[データセットに収録されたデータ]
═══

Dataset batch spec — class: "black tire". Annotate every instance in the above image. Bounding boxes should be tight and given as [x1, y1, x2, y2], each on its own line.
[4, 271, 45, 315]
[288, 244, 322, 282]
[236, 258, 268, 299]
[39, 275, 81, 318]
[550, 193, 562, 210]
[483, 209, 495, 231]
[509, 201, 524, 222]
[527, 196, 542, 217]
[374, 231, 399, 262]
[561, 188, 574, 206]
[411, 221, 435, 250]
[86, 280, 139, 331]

═══

### 依頼内容
上のデータをすべて、列名を「依頼文」と「回答」とする2列のCSVとして出力してもらえますか？依頼1件につき1行とし、各値は改行を半角スペースに置き換えたうえで、二重引用符で囲んだ1つのフィールドに収めてください。

### 出力結果
依頼文,回答
"Dataset batch spec — class: ""black tire"". Annotate every instance in the above image. Bounding boxes should be tight and given as [x1, y1, x2, y2], each on its own line.","[4, 271, 45, 315] [288, 244, 322, 282] [236, 258, 268, 299] [39, 275, 81, 318] [550, 193, 562, 210] [483, 209, 495, 231] [509, 201, 524, 222] [527, 196, 542, 217] [374, 231, 399, 262] [561, 188, 574, 206] [411, 221, 435, 250] [86, 280, 139, 331]"